§ **PASSAGE SHOWN**:
The action brought below to bar the sterilization was a declaratory judgment proceeding. The findings disclosed that the procedures of 18 V.S.A. §§ 8701-8704 relating to voluntary sterilization were not invoked. The reasons assigned in the conclusions of law were: first, that the plaintiff was still a minor and that therefore parental authority under the circumstances resolved the issues of consent; and, second, that the references in the statute to mentally defective and mentally ill did not embrace the merely retarded.

The first justification was lost when the plaintiff became of age, which has now happened. Since this reason is not now available for review here, this opinion cannot be taken as a validation or rejection of the underlying assumption that the statutory procedures do not apply to minors. It should be noted, however, that natural guardians are referred to in 18 V.S.A. § 8702(4)(C). This is not to necessarily validate the underlying assumption, not now relevant, that the statute is now inapplicable to minors, particularly since it refers to natural guardians.

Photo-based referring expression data

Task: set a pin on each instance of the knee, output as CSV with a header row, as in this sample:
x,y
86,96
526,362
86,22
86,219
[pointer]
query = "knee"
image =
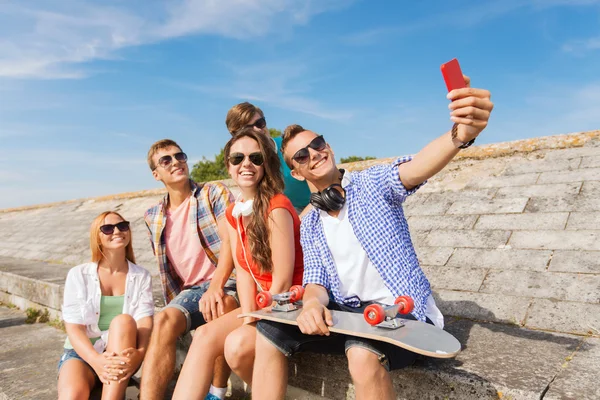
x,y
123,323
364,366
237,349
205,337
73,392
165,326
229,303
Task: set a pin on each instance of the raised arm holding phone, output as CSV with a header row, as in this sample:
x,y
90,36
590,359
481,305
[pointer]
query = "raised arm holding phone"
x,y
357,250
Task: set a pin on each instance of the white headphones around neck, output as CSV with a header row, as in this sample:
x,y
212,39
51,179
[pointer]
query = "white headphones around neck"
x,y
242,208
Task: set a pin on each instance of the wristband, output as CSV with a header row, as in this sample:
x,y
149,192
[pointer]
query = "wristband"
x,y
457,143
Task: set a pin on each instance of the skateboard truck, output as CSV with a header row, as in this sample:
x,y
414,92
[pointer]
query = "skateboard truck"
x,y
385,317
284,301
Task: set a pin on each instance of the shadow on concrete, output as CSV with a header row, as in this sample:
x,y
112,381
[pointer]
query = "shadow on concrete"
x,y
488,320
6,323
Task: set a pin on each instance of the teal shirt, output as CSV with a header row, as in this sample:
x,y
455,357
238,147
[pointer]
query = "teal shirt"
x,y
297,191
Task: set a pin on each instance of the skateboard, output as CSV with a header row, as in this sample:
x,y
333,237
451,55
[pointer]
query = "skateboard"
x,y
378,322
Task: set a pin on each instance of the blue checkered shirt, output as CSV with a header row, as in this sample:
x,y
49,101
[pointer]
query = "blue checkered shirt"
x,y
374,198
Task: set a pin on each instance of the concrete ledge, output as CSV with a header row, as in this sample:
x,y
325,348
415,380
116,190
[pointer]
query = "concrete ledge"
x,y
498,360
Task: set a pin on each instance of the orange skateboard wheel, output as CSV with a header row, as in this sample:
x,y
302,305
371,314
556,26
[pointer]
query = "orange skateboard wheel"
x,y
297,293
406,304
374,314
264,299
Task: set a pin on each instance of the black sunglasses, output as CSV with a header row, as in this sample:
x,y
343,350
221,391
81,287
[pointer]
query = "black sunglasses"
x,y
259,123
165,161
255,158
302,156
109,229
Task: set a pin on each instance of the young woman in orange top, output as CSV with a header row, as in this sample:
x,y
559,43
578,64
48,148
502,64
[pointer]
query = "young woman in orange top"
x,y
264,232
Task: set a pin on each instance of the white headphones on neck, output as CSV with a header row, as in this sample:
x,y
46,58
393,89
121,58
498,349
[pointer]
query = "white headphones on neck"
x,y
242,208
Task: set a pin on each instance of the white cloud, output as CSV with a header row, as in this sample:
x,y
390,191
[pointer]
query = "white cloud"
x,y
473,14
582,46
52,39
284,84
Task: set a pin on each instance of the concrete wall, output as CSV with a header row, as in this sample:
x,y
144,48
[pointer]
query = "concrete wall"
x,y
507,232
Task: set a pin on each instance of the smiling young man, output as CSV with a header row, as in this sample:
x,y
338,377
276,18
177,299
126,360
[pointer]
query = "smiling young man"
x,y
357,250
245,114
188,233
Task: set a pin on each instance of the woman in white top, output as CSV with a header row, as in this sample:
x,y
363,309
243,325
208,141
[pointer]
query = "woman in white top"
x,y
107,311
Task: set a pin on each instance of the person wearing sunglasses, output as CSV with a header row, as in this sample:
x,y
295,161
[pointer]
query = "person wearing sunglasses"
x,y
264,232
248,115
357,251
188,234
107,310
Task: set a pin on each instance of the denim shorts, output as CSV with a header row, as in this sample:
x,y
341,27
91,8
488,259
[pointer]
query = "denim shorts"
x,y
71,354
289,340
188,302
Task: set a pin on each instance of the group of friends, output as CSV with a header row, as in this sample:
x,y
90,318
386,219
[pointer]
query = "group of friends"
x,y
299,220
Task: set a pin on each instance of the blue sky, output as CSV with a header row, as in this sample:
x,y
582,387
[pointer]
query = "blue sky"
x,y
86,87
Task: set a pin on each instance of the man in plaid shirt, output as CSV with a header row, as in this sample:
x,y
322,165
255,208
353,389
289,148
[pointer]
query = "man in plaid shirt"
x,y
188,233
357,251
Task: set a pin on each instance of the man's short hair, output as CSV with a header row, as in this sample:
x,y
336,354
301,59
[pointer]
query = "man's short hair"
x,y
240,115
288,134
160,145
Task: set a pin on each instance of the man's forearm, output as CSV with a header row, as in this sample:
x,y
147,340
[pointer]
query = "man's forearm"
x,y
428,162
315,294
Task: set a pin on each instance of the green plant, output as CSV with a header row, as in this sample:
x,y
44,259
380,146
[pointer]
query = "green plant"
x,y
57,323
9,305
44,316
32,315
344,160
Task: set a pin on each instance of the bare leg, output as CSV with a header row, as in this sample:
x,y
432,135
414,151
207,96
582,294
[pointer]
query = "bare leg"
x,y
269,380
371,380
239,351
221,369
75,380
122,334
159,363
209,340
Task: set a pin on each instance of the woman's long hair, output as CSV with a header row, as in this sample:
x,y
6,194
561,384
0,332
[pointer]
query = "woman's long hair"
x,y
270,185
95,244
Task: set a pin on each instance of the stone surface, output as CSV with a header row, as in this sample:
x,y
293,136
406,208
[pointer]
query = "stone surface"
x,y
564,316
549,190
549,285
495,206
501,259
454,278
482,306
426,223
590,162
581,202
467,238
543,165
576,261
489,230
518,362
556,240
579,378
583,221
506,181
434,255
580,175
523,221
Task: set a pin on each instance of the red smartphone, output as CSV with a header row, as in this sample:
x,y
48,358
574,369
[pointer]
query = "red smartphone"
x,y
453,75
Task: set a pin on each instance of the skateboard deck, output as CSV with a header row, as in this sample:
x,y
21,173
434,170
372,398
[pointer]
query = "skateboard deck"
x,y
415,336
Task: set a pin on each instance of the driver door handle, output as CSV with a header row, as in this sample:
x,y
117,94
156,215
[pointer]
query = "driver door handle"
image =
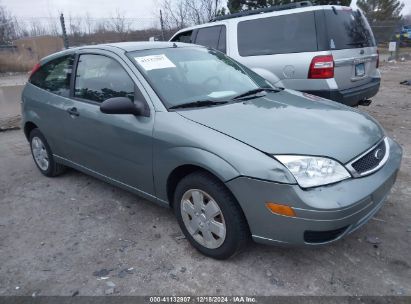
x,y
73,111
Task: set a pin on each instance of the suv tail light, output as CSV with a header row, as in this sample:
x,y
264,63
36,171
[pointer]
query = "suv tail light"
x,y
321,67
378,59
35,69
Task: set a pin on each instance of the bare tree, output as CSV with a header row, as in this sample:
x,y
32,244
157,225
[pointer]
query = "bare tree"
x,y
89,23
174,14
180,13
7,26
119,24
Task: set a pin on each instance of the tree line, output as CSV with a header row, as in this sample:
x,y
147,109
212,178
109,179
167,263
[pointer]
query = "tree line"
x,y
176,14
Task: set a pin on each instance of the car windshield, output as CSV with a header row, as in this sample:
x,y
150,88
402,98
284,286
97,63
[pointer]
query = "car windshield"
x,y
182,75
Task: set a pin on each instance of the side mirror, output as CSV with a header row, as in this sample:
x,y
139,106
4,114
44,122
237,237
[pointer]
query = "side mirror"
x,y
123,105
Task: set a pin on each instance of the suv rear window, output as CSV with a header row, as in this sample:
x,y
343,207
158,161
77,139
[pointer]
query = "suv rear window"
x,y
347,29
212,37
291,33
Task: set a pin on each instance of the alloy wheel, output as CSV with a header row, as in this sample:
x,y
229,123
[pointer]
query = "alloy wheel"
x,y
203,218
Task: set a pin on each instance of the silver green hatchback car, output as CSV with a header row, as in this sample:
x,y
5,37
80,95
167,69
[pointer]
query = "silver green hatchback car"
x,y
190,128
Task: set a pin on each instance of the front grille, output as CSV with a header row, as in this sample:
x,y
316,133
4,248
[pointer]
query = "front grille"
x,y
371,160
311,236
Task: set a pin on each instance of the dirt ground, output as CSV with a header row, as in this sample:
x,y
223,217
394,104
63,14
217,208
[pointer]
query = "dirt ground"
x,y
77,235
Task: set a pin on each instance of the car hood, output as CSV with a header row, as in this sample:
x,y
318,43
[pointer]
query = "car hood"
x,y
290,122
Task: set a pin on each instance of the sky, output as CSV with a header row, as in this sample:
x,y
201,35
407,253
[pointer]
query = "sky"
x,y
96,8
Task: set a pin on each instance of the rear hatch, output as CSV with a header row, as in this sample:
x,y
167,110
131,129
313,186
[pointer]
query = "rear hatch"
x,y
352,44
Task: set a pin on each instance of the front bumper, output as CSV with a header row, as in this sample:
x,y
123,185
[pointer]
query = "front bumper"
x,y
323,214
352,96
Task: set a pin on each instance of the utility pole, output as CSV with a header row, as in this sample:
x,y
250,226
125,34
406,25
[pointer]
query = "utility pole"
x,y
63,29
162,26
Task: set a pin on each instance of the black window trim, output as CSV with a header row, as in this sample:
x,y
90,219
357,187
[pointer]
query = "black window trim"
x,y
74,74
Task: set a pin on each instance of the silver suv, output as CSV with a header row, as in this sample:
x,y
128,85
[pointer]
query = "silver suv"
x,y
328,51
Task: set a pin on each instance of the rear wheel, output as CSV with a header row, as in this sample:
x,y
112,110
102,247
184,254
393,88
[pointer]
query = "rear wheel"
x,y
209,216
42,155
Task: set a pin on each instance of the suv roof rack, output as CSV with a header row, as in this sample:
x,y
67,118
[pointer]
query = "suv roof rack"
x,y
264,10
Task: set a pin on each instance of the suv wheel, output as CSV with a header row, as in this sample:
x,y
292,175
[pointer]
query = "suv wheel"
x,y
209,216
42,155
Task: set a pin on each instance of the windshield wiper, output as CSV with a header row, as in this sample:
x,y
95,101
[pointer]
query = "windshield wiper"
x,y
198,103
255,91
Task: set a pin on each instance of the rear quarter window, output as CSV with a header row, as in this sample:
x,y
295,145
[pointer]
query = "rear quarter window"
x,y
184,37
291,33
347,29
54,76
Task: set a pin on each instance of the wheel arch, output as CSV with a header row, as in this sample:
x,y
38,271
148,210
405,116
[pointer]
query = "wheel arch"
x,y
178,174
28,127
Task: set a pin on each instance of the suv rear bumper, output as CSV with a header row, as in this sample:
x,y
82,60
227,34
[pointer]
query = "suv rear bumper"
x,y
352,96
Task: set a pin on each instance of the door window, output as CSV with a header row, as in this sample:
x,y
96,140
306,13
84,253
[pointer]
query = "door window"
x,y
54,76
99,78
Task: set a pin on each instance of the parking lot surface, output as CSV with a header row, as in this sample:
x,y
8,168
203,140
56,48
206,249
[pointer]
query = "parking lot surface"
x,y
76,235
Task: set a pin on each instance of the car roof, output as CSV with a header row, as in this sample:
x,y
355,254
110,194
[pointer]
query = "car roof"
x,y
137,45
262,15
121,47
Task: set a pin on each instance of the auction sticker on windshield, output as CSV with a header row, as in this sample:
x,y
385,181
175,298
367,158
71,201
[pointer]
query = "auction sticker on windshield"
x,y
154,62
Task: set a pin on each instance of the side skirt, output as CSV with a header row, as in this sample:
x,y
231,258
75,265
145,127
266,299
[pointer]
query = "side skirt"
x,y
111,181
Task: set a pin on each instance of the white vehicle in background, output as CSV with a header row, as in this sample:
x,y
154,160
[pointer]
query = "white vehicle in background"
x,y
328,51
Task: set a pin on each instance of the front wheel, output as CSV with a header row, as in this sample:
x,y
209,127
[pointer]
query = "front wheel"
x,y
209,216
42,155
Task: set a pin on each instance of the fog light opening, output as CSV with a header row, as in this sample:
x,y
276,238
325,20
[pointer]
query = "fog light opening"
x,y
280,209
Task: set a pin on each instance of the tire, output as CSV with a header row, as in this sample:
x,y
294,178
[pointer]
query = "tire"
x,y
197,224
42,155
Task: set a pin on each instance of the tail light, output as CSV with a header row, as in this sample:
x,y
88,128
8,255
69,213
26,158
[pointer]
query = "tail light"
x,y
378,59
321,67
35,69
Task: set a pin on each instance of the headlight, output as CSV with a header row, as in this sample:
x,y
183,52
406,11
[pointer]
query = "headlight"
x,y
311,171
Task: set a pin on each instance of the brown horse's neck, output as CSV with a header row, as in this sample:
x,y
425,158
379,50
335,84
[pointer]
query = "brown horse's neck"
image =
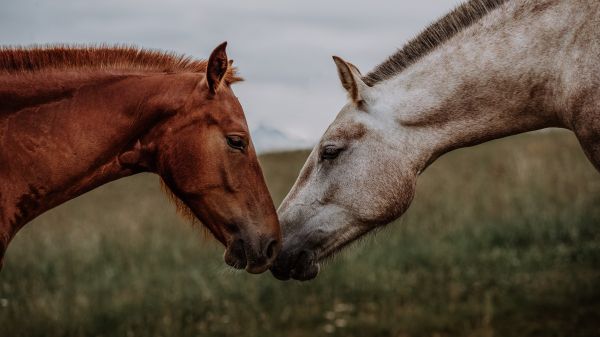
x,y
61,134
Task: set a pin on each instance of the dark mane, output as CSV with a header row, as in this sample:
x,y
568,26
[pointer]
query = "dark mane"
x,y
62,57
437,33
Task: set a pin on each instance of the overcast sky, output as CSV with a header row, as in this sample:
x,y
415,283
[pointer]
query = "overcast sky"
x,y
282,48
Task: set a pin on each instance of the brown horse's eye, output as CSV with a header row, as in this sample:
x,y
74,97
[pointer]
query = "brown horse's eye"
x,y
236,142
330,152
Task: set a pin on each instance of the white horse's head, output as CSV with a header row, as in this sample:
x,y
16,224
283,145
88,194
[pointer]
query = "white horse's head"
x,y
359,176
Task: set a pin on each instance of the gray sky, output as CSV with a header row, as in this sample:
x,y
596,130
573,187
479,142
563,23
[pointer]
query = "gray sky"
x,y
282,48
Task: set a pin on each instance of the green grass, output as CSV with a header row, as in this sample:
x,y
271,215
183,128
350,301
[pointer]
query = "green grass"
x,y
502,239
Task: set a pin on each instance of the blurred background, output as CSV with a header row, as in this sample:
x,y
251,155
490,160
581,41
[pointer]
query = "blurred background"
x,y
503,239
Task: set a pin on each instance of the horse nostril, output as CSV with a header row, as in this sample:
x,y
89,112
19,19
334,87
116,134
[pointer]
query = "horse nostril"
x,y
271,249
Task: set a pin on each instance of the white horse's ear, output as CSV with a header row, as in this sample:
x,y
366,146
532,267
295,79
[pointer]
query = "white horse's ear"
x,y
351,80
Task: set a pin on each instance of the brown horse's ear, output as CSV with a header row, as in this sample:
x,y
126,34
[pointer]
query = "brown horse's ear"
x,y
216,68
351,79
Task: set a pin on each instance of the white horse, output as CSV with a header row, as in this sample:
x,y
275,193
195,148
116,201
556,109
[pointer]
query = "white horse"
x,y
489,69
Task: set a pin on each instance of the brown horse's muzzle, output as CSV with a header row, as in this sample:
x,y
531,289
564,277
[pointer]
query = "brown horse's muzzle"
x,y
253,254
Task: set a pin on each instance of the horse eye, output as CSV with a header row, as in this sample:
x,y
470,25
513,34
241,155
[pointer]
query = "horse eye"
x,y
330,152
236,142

§ **WORK TO COMPLETE**:
- A) List every category of person or term that the sterilization opinion says the statute refers to.
- B) Carry on the opinion about the sterilization case from the end of its last paragraph.

§ **RESULTS OF THE TASKS**:
- A) mentally defective, mentally ill, natural guardians

- B)
The second justification rests on the assumption that the statutory purpose is limited to preventing the birth of a new generation of persons mentally defective on account of genetically transmissible impairments. But the statutory language itself belies this assumption. 18 V.S.A. § 8701 refers to "the welfare of those persons likely to procreate." Thus it must be recognized that the statute is concerned with the welfare of the person whose sterilization is contemplated.

A part of this argument is also based on a claimed distinction between those called "retarded" and those described as "mentally defective." The various statutes make no such separate classification. There is no such separate statutory definition. See 18 V.S.A. § 7101(11) and (12). Brandon Training School is defined as an institution for the "custody, treatment, education, rehabilitation and remedial care of mentally defective persons in Vermont." 18 V.S.A. § 8801. There is a special section dealing with those mentally defective who are also delinquent, 18 V.S.A. §§ 8501-8506, but its definitions do not suggest that those mentally retarded are not within that group referred to as mentally defective. So, too, with respect to those spoken of as "retarded"; they are within the concern of 18 V.S.A. §§ 8701-8704.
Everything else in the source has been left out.